WHAT YOU HAVE TO DO - When you transcribe the lines below, keep every word the same and leave the pictures behind.

TASK INPUT Start Marker

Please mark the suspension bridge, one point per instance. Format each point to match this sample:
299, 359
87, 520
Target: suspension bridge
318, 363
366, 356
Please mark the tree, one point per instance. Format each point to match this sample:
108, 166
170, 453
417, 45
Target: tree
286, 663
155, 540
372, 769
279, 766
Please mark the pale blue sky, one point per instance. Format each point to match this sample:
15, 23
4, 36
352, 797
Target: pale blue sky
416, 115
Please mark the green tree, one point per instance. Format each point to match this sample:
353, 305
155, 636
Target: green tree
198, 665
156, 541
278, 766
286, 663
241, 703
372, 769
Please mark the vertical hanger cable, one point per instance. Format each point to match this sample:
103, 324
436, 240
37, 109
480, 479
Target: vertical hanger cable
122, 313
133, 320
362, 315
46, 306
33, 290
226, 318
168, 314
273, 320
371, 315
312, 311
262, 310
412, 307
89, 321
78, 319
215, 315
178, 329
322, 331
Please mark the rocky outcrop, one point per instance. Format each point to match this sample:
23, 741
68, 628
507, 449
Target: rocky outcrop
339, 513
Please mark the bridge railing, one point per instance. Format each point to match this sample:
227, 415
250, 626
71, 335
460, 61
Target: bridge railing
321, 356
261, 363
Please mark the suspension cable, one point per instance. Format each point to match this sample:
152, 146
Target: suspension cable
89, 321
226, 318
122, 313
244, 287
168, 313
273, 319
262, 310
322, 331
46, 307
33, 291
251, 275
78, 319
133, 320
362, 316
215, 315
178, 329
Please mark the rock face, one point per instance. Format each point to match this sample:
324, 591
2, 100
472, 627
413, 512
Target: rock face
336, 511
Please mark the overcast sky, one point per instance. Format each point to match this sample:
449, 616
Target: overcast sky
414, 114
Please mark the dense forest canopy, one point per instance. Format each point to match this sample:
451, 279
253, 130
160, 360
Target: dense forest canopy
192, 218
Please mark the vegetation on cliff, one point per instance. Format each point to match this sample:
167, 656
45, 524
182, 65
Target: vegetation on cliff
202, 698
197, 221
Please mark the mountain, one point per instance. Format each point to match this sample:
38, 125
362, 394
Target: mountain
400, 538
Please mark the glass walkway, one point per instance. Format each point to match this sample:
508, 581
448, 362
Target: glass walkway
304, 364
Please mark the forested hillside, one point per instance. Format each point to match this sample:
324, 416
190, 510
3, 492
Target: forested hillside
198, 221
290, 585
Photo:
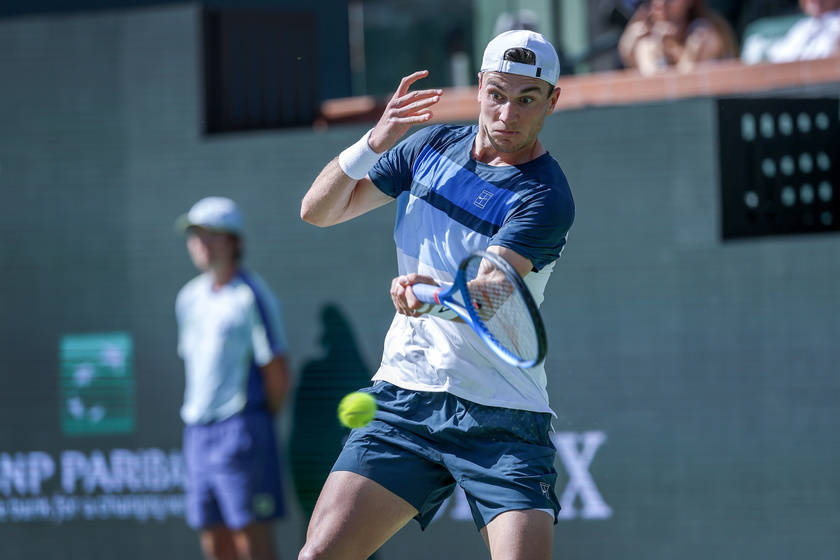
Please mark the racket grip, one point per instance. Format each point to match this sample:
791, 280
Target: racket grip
426, 293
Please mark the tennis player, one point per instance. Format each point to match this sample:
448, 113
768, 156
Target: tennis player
450, 411
231, 337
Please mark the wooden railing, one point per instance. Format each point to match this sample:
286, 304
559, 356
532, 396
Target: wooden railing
618, 88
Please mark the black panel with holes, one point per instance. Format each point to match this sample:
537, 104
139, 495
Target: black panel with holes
779, 166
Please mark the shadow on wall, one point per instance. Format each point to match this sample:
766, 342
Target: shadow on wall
317, 436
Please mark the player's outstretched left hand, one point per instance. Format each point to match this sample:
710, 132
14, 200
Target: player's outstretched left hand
404, 110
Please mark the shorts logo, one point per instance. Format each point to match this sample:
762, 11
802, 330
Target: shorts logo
545, 488
482, 199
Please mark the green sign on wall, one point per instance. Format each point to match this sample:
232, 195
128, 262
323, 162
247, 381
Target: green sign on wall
96, 384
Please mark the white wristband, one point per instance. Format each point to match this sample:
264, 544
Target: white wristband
359, 158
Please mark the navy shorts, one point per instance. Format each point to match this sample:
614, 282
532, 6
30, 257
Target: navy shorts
420, 444
233, 472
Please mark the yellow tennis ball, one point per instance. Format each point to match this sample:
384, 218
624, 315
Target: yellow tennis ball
356, 409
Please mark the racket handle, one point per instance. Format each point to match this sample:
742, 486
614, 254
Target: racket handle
426, 293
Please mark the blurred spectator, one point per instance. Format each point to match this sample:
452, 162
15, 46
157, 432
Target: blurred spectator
677, 34
817, 35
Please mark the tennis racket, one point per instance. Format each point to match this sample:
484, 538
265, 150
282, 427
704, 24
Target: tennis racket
491, 297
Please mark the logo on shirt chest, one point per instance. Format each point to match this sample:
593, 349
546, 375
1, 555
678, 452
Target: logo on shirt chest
483, 198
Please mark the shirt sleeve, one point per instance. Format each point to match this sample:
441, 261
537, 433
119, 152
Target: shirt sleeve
537, 226
392, 174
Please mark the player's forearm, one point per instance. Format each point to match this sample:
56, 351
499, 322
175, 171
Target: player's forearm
329, 196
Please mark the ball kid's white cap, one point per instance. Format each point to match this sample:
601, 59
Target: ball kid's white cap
546, 68
215, 213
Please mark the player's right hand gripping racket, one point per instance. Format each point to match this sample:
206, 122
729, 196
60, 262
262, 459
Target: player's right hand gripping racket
491, 297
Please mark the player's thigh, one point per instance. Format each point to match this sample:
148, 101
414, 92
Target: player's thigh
353, 517
520, 535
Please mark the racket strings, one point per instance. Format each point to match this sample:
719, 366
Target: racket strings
502, 310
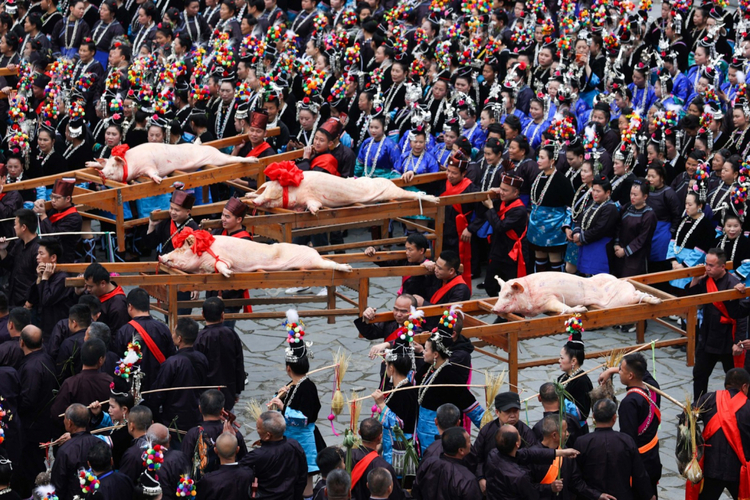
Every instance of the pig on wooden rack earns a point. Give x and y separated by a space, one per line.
562 293
156 161
202 252
289 187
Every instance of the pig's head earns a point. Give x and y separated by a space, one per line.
182 258
113 168
271 195
511 298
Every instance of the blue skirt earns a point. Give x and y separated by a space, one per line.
572 253
545 226
593 257
660 242
426 428
688 257
300 430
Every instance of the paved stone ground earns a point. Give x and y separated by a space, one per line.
264 362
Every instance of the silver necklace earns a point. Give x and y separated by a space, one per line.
98 37
538 201
221 125
44 157
69 152
75 32
585 224
377 155
391 97
487 185
411 160
423 390
726 192
141 37
197 29
294 392
734 249
580 203
393 391
675 248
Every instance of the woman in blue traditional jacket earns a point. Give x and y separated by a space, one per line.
667 207
438 370
693 238
581 201
598 228
418 160
397 409
298 400
538 124
551 194
378 155
736 245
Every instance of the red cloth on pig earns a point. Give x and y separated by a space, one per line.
203 240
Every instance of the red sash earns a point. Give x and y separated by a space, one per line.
238 234
739 361
327 162
149 341
361 466
444 289
516 252
459 188
464 248
117 291
258 150
61 215
725 420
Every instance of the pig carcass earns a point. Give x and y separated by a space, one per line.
157 161
289 187
563 293
202 252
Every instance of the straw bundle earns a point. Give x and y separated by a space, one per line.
688 443
341 359
607 389
493 383
254 409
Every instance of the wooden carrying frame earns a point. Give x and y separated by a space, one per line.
163 283
507 335
112 200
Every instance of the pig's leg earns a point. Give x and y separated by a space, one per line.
558 307
223 268
313 206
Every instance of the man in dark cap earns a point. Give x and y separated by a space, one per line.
507 409
231 225
509 221
19 257
63 218
154 336
447 475
609 460
223 348
186 369
457 230
160 233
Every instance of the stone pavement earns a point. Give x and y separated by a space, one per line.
264 361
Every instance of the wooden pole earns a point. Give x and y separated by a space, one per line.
417 387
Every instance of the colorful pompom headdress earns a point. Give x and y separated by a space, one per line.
295 328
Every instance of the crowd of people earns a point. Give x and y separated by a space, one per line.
608 138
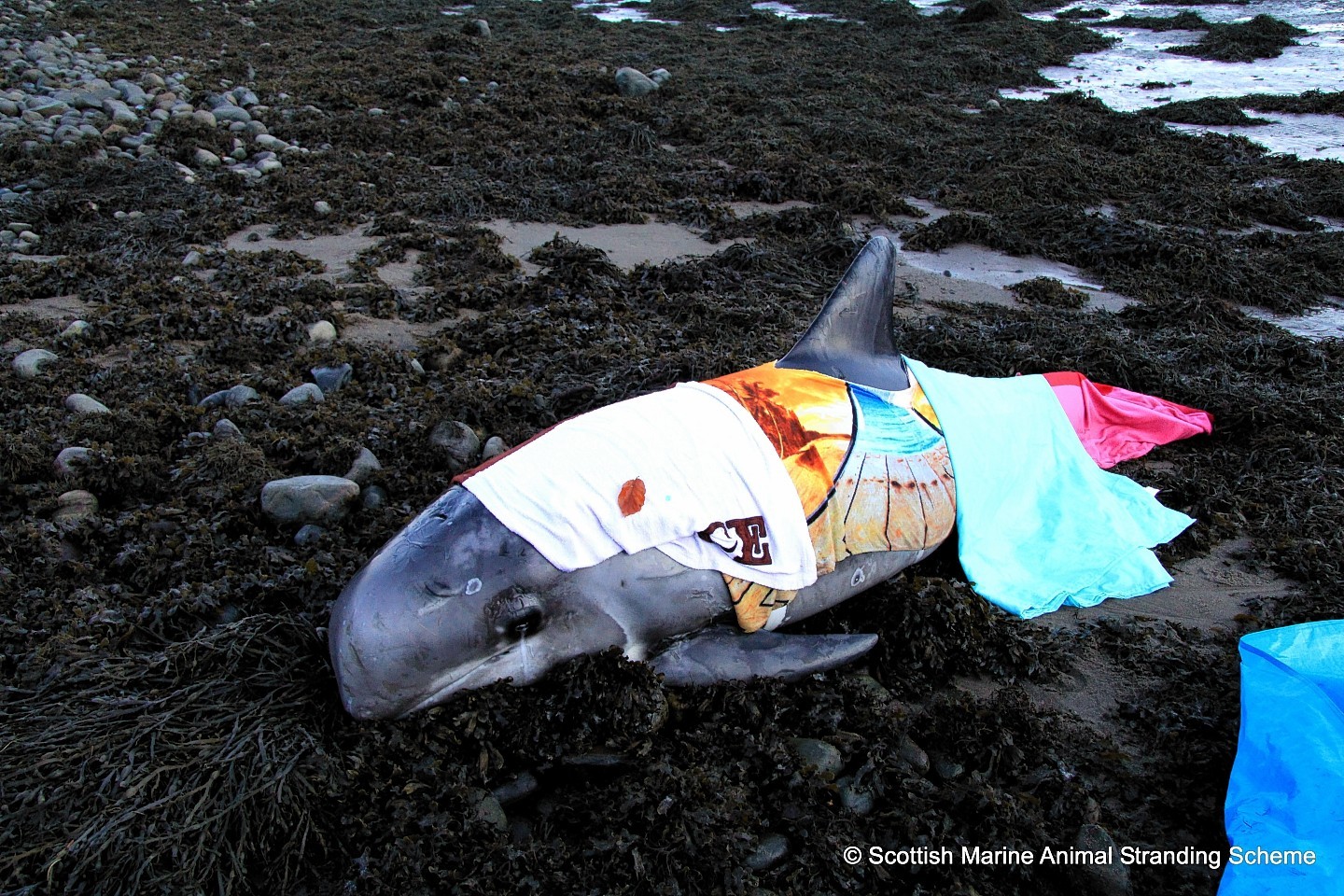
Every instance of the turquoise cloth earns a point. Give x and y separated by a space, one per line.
1286 791
1039 525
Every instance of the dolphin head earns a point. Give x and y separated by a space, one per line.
452 602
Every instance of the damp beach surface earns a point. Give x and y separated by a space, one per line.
451 225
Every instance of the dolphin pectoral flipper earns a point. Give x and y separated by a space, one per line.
722 654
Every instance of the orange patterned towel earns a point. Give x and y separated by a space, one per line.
871 469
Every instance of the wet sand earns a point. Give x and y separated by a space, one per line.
168 707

TASK INPUT End Marker

RESPONSE BOX -
Please mark the suspension bridge, one point per instance. Format each point to match this sample:
299, 359
87, 520
Target: suspension bridge
318, 363
366, 356
Please mark the tree, one point per instance. Format each point to match this sample:
108, 166
170, 453
417, 45
Target: tree
286, 663
155, 540
372, 769
279, 766
Please mark the pale blue sky, one point per instance. Format each point to match this sample:
15, 23
4, 36
352, 797
Target: pale blue sky
416, 115
Please mark the green tree, one point per instance. Format each point to match this sample:
353, 305
155, 636
Target: green tree
198, 665
156, 541
278, 766
286, 663
241, 703
372, 769
Please mark the vertical hanger cable, one point per instance. Format each point to match this sample:
103, 324
436, 240
37, 109
480, 479
Target: vertical hanger cable
122, 313
133, 320
362, 315
46, 306
33, 290
226, 318
168, 314
273, 320
371, 315
312, 311
262, 310
412, 307
89, 321
78, 319
215, 315
178, 329
322, 331
Please mark the rocky outcrop, one point per instance. Format each point to match this sample:
23, 741
68, 628
507, 449
Target: rocky outcrop
339, 513
Please mark the bridge railing, one point per instance. Format each point to match this sample:
227, 415
250, 626
71, 335
460, 61
Target: bridge railing
321, 356
261, 363
Please mark the suspension cable, one point per instance. Format each point to match this sample:
152, 146
Target: suspension cable
89, 321
226, 318
122, 313
244, 287
168, 313
273, 319
262, 310
322, 331
46, 307
33, 291
251, 275
78, 319
133, 320
362, 316
215, 315
178, 329
Please mark the rock face, one point per instance. Format each point to match this sample:
324, 591
2, 100
472, 627
413, 512
Target: rock face
336, 511
Please mark the overcast sky, one point per instance. Format each point to match this sample:
449, 616
Target: overcast sky
414, 114
Please mark the dense forest canopy, one point per instance. Format each point to match this sample:
451, 279
253, 130
160, 360
Target: dense forest canopy
192, 218
Please mark the vegetation on cliff, one point per instance. Format each point to match this sample:
167, 656
45, 524
182, 65
Target: vegetation on cliff
202, 698
197, 221
Please mark the mountain, one point per instance. Format each point to match this sample:
38, 125
362, 394
Target: mountain
400, 538
Please mark the glass walkway, one point per instance. Format each point to match this sample:
508, 581
448, 362
Target: glass walkway
304, 364
Please mark the forested hillside, one point per instance. Format each point to match this sample:
324, 416
190, 510
3, 492
Target: forested hillside
198, 221
290, 585
Photo:
Please mark the racket grip, one point per instance. Format each point to match this sample:
791, 280
Target: racket grip
426, 293
Please mark the tennis player, one point per instance. Format each point to match this sample:
448, 113
768, 156
Target: tennis player
450, 411
231, 337
Please mark the wooden railing, one point per instance. Format each point to match this sample:
286, 304
559, 356
532, 396
Target: wooden railing
618, 88
Please mark the black panel with holes, one point per instance. Format each point to match this sample:
537, 104
139, 495
Target: black panel with holes
779, 166
Please mark the shadow on wall, one point per instance. Format each point to match this sample:
766, 342
Target: shadow on wall
317, 436
Please mark the player's outstretched left hand, one point per instance. Format each point to match this sample:
710, 132
14, 200
Target: player's outstretched left hand
404, 110
Please mark the shorts logo, one point per instance. Format each point to match this sample:
762, 11
802, 330
Target: shorts logo
545, 488
482, 199
Please mark the green sign on wall, one point per instance. Format each point to match this sample:
232, 195
128, 262
323, 162
247, 381
Target: green sign on wall
96, 384
Please mark the white wristband, one point per instance. Format each point to match this sample:
264, 544
Target: white wristband
359, 158
Please mark the navy shorts, one point per instance. Format each point to match this sample:
614, 282
532, 6
30, 257
Target: navy shorts
420, 444
233, 472
Please mark the yellow tennis ball, one point per instance. Format each point to match this sample:
384, 218
624, 315
Target: yellow tennis ball
356, 409
Please mark the racket handle, one point per instance. Format each point to match this sample:
742, 486
614, 254
Target: racket handle
426, 293
Please mark the blurred spectator, one point per instance. Format each point to match this sample:
452, 162
15, 46
157, 432
Target: blurred spectator
677, 34
817, 35
Please mark the tennis racket, one point per instance. Format each point to match this sample:
484, 538
265, 150
282, 427
704, 24
Target: tennis racket
491, 297
Please mark the logo on shirt chest, one point per instance. Format each point to match this sample:
593, 349
546, 375
1, 555
678, 452
Target: logo on shirt chest
483, 198
Please mark the shirt sleeve, one point per instance. Format each point to match this sample:
441, 261
537, 433
119, 152
Target: shirt sleeve
537, 226
392, 174
Please mark the player's forearm, one point per instance. Format each point to match this sample:
56, 351
499, 322
175, 171
Target: player's forearm
329, 196
Please mark the ball kid's white cap, one point per instance. Format each point to match this sample:
601, 59
Target: ball kid's white cap
546, 68
215, 213
Please mark the player's right hand gripping racket, one point per instance. Format each point to match this sample:
206, 122
729, 196
60, 262
262, 459
Target: player's right hand gripping racket
491, 297
Please mark the player's thigh, one point per instance. Format each point to match this sample:
148, 101
414, 92
Target: player's thigh
353, 517
520, 535
Please mark the racket strings, one point per instance. Format each point to match this sample:
719, 366
Target: racket strings
502, 310
Every instance of the pig on wooden rack earns a point. Give x and y separated by a space, one per line.
562 293
156 161
202 252
289 187
Every instance of the pig's head earns a point. Give x and y separated by a space, one per line.
182 258
113 168
271 195
511 298
Every instance of the blue skirt earns a point. Give x and y separated by a space, one per line.
572 253
545 226
593 257
660 242
426 428
688 257
300 430
Every instance of the paved stone ground earns a point. Give x and y separated by a space, one per line.
264 362
Every instance of the silver necklace earns a point. Give x and y separated by a space, one per line.
98 37
538 201
221 125
44 157
69 152
75 32
585 224
377 155
391 97
487 185
411 160
423 390
726 192
141 37
197 29
294 392
734 249
580 203
393 391
675 248
Every instance of the woman in blue traditional jacket earns a point. Give x and y separated by a space, one per line.
667 207
438 370
693 238
581 201
598 228
418 160
397 409
298 400
538 124
551 194
378 155
736 245
Every instance of the red cloth on pig earns a point. Give x and y separated by a space, one per line.
203 240
Every instance of the red sash earns a point. Give x and y separated by a space, one per line.
238 234
739 361
327 162
149 341
361 466
444 289
516 252
459 188
464 248
117 291
258 150
61 215
725 420
Every instance of the pig carcass earns a point. Give x and y separated by a space, one per line.
157 161
289 187
563 293
202 252
Every instance of the straw bundle earns a point. Give x and y separated by a space, one per line.
688 443
341 359
607 389
493 383
254 409
Every instance of the wooden carrying frame earns a point. Give x and y separated by a space, one per line.
163 283
507 335
112 200
Every instance of the pig's leg earns a point. Give x and y separated by a space, one per line.
558 307
223 268
313 206
Every instance of the man in dark cap earns a point. Give x and y separated by a space, one per line.
507 409
231 225
509 221
19 257
63 218
154 336
447 475
609 460
223 348
186 369
457 230
160 233
Every instance of the stone pavement earns a point. Give x and y separated by a space, one per line.
264 361
Every instance of the wooden pole earns a point. Give x and y separated by a space, one per line.
417 387
Every instance of the colorful pompom headdress earns a point. Give x and y separated by a space, one per line.
295 328
Every instance of the crowd of people earns a point. Give x and y separated by a space, one per line.
608 138
Every instance of the turquoise cloth earns a point. Give x and y separated by a space, one per line.
1286 791
1039 525
Every instance of the dolphin head earns a point. Give x and y separated by a space, one per line.
452 602
Every instance of the damp beach surface earns a point. Give x and y separated by a space, one per line.
451 225
Every instance of the dolphin pectoral flipper earns a point. Give x and y separated by a space, one per line.
722 654
Every instance of the orange patterned towel earns a point. Give x and y separated by a space, one per line.
871 469
Every instance of the wet sand earns a point. Give x and y separated by a space, one per line.
168 707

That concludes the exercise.